** Task statement **
Every line below that includes the word "jacket" needs to be copied.

** Material to process **
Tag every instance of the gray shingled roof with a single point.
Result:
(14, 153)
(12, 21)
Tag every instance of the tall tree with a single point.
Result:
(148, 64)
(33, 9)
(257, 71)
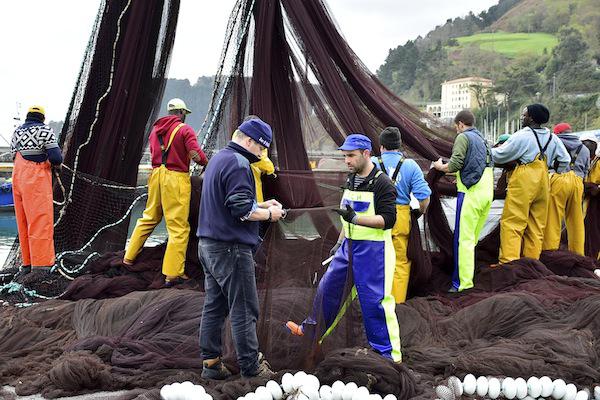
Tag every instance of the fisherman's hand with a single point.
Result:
(416, 213)
(272, 203)
(276, 213)
(439, 164)
(335, 248)
(349, 215)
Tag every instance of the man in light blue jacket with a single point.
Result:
(525, 212)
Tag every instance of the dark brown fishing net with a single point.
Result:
(114, 327)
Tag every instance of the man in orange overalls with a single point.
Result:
(35, 153)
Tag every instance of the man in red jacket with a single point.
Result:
(172, 145)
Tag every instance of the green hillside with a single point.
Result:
(532, 50)
(511, 44)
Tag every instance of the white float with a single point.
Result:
(509, 388)
(582, 395)
(337, 389)
(482, 386)
(560, 388)
(287, 383)
(534, 387)
(570, 392)
(521, 388)
(494, 388)
(443, 392)
(469, 384)
(275, 390)
(547, 386)
(456, 385)
(326, 393)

** Response to the exercise **
Tag every instance of the man in light blue jacket with a single point.
Tag every instance of the man in red jacket with a single point.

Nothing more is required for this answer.